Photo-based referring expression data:
== == ==

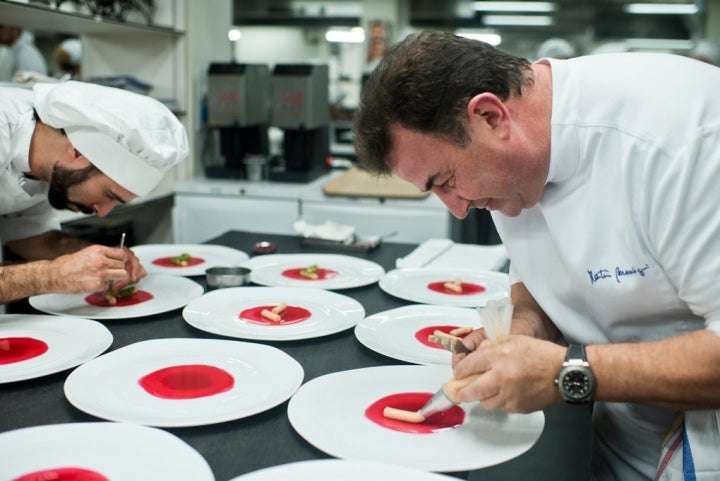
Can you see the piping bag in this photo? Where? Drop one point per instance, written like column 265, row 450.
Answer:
column 496, row 318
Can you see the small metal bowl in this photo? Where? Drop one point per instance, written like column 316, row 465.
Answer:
column 219, row 277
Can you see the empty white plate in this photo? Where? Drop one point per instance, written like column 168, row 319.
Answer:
column 69, row 341
column 109, row 386
column 341, row 469
column 117, row 451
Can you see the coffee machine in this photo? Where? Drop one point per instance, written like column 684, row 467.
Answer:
column 238, row 118
column 301, row 109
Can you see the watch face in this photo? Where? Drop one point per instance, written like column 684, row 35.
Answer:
column 576, row 384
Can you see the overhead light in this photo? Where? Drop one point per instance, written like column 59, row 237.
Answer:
column 234, row 34
column 345, row 35
column 658, row 44
column 527, row 7
column 518, row 20
column 661, row 8
column 488, row 37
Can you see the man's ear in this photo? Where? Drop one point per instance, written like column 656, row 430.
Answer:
column 488, row 109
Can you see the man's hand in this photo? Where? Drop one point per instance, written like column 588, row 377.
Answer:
column 93, row 268
column 516, row 376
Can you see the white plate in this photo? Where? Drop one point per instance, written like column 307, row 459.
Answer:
column 218, row 312
column 71, row 341
column 213, row 255
column 412, row 285
column 329, row 412
column 120, row 452
column 392, row 333
column 352, row 271
column 169, row 293
column 108, row 387
column 341, row 470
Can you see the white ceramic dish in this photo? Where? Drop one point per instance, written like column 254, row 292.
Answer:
column 412, row 285
column 70, row 342
column 211, row 254
column 117, row 451
column 393, row 332
column 218, row 312
column 329, row 412
column 108, row 387
column 351, row 271
column 169, row 293
column 341, row 469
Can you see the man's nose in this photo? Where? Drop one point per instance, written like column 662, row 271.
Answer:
column 456, row 205
column 103, row 209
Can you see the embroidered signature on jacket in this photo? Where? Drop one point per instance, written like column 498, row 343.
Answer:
column 618, row 274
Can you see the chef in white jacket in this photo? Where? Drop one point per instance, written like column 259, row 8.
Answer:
column 602, row 175
column 82, row 147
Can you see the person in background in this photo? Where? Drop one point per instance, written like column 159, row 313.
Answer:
column 556, row 47
column 68, row 56
column 23, row 55
column 706, row 51
column 83, row 147
column 601, row 175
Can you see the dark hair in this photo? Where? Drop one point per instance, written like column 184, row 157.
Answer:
column 424, row 83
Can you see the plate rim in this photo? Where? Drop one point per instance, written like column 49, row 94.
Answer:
column 292, row 366
column 268, row 336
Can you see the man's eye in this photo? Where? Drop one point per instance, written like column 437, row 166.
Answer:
column 448, row 184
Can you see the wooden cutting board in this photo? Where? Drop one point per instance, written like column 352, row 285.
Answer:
column 356, row 182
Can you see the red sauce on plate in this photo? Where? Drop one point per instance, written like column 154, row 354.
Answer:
column 187, row 381
column 63, row 474
column 423, row 334
column 16, row 349
column 413, row 401
column 468, row 288
column 167, row 262
column 291, row 315
column 323, row 274
column 98, row 299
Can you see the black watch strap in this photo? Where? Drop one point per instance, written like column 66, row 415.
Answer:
column 576, row 351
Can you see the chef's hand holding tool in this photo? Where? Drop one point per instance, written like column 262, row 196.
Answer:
column 496, row 317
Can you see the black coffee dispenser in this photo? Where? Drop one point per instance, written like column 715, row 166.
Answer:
column 301, row 108
column 238, row 117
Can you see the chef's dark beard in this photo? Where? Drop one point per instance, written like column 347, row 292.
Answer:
column 62, row 179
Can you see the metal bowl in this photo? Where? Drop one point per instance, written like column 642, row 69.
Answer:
column 219, row 277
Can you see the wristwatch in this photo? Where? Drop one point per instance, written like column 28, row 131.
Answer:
column 576, row 381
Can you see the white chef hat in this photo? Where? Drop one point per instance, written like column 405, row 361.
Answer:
column 73, row 48
column 706, row 51
column 131, row 138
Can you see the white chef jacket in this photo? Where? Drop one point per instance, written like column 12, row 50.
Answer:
column 624, row 244
column 24, row 208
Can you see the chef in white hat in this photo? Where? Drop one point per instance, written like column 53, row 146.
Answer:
column 82, row 147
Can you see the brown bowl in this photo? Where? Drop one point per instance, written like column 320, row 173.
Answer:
column 233, row 276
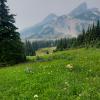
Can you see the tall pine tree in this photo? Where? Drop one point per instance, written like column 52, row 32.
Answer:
column 11, row 47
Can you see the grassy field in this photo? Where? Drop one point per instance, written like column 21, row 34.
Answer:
column 66, row 75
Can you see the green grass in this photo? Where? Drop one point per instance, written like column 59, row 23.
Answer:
column 49, row 77
column 44, row 51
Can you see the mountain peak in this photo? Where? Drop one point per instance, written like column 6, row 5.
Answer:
column 50, row 17
column 80, row 9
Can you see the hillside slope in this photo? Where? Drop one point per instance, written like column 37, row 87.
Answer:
column 67, row 25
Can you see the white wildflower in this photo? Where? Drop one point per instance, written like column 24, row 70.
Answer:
column 36, row 96
column 69, row 66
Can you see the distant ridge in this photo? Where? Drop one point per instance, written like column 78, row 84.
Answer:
column 56, row 27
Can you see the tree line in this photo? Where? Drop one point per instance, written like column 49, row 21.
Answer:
column 88, row 38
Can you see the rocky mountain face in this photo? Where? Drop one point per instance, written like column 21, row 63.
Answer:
column 55, row 27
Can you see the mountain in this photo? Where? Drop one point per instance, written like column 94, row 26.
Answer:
column 55, row 27
column 79, row 10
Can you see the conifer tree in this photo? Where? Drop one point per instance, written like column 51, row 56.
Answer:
column 11, row 47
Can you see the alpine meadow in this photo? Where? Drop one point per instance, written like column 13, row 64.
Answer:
column 51, row 58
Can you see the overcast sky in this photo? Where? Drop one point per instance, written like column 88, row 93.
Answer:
column 30, row 12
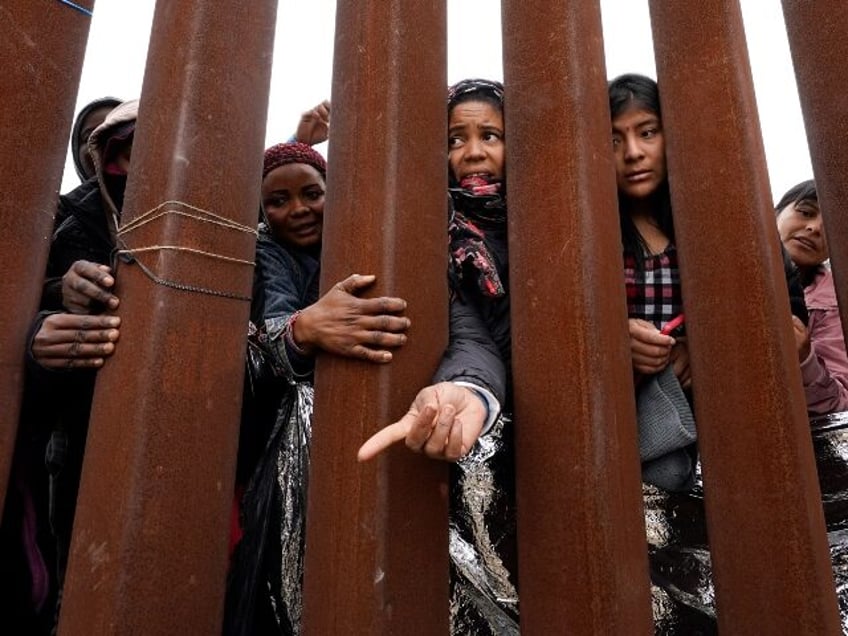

== == ==

- Task item -
Scan the lines above for "tree", then copy every one that has it.

- Response to this exercise -
Can you see the tall pine tree in this photo? Where? Drop one point per instance, written like column 52, row 32.
Can you see the tree line in this photo? Where? Drop one point per instance, written like column 49, row 21.
Can you see the conifer tree in this photo? Where? Drop one point per instance, written like column 51, row 56.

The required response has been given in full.